** START OF EXERCISE MATERIALS **

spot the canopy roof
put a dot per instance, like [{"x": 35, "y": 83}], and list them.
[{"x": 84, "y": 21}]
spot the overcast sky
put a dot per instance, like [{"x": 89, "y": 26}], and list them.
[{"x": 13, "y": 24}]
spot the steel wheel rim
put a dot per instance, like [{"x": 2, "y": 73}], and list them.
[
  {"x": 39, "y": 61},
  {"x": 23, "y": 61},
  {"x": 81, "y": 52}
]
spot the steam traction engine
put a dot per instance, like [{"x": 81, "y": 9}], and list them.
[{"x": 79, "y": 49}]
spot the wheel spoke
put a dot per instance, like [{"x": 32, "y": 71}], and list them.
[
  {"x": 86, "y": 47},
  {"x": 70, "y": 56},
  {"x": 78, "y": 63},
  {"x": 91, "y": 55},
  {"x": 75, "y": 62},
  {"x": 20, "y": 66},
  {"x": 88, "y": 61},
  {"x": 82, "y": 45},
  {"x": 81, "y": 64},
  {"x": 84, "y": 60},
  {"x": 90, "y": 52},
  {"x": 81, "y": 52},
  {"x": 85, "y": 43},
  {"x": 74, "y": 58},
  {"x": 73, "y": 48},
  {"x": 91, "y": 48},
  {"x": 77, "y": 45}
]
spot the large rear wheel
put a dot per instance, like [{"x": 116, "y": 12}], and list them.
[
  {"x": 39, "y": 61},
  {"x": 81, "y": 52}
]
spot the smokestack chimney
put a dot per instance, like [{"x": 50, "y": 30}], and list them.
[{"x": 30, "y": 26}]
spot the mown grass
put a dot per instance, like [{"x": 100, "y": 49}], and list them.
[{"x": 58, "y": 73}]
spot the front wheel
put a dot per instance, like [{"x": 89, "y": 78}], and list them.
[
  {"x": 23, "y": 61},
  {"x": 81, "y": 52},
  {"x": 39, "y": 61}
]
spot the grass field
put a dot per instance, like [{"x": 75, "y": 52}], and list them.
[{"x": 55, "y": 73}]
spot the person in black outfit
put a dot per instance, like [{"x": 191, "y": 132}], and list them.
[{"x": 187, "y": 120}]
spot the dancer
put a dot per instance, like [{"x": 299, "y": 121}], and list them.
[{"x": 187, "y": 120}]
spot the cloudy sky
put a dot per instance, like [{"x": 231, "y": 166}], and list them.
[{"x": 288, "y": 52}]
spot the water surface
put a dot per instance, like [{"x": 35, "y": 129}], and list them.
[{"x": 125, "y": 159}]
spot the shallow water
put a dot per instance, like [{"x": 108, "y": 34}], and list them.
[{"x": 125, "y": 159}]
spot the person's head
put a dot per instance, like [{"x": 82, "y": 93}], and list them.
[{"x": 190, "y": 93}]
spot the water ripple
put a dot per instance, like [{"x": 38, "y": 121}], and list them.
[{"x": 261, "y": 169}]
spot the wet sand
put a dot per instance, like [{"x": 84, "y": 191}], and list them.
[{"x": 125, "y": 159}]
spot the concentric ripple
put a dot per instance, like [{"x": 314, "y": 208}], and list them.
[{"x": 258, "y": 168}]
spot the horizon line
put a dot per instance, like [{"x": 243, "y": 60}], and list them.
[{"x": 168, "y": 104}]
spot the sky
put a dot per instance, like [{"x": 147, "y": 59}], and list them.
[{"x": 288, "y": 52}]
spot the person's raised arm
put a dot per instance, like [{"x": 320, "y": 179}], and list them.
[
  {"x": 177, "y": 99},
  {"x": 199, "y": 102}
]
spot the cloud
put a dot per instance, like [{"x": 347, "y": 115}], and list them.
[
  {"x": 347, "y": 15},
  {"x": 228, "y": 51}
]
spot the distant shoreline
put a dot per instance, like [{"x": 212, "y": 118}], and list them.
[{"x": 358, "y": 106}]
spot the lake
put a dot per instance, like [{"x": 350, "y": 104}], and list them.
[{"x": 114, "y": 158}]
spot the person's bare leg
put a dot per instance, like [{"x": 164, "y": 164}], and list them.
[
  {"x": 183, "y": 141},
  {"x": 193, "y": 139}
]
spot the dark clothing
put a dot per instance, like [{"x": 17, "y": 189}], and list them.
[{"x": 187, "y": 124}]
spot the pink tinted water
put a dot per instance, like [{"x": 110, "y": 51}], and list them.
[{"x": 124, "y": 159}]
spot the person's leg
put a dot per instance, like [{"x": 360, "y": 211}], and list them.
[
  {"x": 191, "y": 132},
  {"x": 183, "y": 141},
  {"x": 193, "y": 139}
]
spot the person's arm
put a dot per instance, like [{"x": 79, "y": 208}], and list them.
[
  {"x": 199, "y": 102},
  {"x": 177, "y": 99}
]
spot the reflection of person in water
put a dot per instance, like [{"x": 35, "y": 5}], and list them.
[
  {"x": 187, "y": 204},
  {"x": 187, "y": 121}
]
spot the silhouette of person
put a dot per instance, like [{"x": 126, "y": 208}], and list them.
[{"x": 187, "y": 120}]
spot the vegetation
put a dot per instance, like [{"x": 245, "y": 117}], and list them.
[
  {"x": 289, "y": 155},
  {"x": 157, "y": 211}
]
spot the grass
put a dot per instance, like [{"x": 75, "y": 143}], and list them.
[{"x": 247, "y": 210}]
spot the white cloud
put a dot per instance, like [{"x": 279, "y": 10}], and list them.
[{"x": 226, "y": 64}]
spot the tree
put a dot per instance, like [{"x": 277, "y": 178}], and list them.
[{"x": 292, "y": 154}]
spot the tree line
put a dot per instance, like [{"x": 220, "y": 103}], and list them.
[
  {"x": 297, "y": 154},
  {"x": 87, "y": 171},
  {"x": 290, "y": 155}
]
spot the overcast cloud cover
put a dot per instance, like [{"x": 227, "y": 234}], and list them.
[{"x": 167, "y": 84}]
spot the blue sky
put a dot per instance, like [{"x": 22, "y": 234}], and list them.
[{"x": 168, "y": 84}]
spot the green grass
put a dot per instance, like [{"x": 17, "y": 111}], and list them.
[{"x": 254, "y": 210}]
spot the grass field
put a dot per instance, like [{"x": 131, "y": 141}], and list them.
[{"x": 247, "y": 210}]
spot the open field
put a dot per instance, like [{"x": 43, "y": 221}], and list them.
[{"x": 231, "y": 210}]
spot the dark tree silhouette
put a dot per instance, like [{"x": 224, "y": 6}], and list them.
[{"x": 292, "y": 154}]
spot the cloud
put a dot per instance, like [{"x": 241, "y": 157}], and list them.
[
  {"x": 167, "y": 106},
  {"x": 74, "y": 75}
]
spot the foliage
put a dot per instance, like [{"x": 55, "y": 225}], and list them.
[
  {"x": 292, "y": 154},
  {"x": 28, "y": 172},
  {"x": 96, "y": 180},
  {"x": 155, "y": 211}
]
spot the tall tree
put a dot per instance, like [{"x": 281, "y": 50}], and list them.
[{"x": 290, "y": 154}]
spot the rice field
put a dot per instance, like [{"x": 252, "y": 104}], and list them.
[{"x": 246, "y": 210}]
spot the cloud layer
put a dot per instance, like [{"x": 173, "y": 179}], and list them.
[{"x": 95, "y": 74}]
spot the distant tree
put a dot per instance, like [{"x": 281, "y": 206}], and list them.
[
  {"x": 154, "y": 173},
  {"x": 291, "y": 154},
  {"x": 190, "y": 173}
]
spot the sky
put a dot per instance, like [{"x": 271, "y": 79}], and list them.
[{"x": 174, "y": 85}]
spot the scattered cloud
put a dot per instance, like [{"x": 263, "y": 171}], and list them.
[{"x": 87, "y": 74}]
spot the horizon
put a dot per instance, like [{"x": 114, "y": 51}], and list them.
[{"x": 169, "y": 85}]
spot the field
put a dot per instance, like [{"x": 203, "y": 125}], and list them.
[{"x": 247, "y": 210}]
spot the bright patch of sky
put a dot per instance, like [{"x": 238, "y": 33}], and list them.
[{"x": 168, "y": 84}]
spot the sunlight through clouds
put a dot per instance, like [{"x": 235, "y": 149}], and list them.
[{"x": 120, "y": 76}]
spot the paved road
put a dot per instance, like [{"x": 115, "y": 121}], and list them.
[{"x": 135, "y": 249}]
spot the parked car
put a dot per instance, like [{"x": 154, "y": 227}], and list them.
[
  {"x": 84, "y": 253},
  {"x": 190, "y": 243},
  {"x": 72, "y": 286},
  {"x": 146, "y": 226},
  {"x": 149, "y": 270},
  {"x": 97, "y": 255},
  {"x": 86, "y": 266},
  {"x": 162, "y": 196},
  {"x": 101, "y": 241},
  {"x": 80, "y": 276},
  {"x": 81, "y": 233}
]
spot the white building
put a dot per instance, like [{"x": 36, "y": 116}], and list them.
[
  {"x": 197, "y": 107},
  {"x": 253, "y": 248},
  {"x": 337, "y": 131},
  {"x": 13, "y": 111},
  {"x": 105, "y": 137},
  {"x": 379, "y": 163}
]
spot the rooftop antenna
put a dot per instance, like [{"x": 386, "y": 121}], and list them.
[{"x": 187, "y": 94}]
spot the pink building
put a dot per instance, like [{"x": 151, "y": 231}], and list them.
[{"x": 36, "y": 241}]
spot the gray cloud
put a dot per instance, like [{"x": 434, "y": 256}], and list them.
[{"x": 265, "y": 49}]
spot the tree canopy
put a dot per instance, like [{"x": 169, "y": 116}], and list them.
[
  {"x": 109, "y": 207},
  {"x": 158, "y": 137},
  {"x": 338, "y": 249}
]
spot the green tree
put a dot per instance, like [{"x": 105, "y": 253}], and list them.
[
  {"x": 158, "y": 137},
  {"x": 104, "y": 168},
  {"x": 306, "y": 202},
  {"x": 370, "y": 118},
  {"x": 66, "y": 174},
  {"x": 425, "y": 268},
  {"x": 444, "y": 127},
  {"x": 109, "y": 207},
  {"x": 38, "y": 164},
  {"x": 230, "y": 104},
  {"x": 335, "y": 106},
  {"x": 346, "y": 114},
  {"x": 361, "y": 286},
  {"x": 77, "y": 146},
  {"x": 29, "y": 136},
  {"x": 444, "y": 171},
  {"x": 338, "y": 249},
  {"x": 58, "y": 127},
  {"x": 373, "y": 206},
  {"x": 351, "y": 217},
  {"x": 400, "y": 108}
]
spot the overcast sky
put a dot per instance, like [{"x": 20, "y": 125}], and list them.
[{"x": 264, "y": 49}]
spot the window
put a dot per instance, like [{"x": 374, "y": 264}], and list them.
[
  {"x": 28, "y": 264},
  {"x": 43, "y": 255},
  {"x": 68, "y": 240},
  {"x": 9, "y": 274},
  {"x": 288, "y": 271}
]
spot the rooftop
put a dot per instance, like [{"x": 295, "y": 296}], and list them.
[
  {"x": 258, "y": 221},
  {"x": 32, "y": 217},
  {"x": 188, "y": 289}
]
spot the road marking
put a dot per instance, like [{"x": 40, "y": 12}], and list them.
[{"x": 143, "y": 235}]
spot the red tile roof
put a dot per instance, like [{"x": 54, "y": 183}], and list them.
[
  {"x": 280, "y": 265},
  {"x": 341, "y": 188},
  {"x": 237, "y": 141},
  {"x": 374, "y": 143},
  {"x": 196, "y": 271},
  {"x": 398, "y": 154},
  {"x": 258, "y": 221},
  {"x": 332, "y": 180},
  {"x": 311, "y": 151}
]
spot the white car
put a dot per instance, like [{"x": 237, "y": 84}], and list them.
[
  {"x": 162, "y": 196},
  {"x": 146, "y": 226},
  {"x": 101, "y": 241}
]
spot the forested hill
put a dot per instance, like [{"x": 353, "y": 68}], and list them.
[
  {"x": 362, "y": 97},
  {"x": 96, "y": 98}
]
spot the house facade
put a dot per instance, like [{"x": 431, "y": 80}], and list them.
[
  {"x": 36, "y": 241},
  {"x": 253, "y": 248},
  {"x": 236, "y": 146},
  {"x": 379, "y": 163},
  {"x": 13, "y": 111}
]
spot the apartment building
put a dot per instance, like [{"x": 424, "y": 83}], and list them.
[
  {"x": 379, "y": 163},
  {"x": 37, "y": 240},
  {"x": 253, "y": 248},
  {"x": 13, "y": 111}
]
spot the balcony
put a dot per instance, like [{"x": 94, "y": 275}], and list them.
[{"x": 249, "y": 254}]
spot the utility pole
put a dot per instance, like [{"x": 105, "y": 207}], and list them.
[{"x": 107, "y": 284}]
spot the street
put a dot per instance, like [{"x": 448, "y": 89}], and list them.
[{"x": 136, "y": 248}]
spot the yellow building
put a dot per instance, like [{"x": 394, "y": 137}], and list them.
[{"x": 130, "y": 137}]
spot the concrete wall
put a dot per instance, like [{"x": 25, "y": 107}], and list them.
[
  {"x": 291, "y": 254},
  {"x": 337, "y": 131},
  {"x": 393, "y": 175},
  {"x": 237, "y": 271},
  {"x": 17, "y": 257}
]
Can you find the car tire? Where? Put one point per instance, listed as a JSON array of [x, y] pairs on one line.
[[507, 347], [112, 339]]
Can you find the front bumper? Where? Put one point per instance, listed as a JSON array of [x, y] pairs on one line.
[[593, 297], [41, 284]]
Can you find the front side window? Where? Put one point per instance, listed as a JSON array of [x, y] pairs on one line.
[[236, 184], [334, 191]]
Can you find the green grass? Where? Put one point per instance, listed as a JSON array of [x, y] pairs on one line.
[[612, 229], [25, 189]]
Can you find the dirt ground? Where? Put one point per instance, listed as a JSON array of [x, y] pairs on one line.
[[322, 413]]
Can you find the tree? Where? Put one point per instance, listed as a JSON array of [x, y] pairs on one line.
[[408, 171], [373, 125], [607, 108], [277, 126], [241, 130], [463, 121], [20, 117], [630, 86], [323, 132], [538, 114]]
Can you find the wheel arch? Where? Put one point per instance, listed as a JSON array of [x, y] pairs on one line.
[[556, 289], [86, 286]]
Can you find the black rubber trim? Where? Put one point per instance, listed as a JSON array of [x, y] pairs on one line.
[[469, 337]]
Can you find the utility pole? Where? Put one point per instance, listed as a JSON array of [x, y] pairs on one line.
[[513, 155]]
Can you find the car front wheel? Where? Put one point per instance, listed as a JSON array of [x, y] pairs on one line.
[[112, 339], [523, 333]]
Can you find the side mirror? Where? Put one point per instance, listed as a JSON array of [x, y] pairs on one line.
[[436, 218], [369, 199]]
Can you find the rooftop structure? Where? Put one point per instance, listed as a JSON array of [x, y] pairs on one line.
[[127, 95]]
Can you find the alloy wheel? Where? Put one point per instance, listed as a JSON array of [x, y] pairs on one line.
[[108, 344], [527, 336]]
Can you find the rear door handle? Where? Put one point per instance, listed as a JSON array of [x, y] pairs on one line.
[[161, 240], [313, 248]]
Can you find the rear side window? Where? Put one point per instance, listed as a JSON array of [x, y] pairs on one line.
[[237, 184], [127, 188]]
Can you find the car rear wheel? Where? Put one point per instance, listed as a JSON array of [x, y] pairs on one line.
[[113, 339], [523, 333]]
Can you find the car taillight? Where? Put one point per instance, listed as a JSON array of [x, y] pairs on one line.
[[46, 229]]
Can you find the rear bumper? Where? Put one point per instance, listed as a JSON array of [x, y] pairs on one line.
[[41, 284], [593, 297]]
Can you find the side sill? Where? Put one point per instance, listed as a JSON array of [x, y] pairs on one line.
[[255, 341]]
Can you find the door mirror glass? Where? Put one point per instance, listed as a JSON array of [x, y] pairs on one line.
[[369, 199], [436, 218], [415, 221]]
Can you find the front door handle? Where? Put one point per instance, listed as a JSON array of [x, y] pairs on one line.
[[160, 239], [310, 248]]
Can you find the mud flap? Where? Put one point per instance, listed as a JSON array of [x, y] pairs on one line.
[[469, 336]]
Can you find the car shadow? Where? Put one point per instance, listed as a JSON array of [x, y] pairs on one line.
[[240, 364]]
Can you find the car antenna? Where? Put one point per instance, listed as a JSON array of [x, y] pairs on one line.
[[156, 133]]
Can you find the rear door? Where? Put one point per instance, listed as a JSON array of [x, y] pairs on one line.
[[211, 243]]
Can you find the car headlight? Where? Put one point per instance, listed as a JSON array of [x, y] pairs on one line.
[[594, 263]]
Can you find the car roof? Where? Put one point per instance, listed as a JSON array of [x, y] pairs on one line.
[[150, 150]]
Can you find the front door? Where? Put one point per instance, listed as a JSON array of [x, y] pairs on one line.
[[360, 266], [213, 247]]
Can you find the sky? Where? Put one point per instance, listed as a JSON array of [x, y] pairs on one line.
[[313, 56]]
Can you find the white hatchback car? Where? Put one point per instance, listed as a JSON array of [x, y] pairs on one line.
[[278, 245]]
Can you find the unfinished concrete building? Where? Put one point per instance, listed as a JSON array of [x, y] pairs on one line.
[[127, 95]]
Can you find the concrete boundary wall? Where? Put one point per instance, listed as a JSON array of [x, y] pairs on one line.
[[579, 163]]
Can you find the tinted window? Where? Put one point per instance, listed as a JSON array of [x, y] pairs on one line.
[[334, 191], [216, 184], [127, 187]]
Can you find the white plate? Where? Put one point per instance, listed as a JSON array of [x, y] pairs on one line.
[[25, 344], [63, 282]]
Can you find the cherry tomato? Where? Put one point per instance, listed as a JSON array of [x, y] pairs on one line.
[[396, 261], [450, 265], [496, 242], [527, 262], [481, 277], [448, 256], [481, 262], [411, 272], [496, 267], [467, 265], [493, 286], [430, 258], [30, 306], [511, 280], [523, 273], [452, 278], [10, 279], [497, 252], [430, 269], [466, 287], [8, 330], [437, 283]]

** END OF EXERCISE MATERIALS **

> _REQUIRED WORK_: Take the line in which "Can you find the white hatchback" occurs and each subsequent line through the end; give these lines again without alteration.

> _CORRECT OUTPUT_:
Can you find the white hatchback car? Where? Put one point per instance, listed as a JSON array of [x, y] pairs on one line.
[[278, 245]]
Can you find the unfinished concrete building? Where? Put one point per instance, listed as a JSON array of [x, y] pairs on one line.
[[127, 95]]
Can you find the concrete boundary wall? Where? Put one point per instance, listed as a JSON array of [x, y] pairs on one line.
[[579, 163]]
Can you find the tinted window? Where? Put one point per instance, listed as a JSON array of [x, y] pairs on one line.
[[334, 191], [216, 184], [127, 187]]
Can you find the white plate? Where? Put one point per instance, listed as a JSON array of [x, y] pairs on one line.
[[25, 344], [63, 282]]
Can you find the cherry tomato? Where? Put one point per instance, listed as a JSON array of [x, y] pairs on one line.
[[396, 261], [450, 265], [496, 242], [527, 262], [481, 277], [448, 256], [481, 262], [411, 272], [496, 267], [467, 265], [493, 286], [430, 258], [30, 306], [511, 280], [523, 273], [452, 278], [10, 279], [497, 252], [430, 269], [466, 287], [8, 330], [437, 283]]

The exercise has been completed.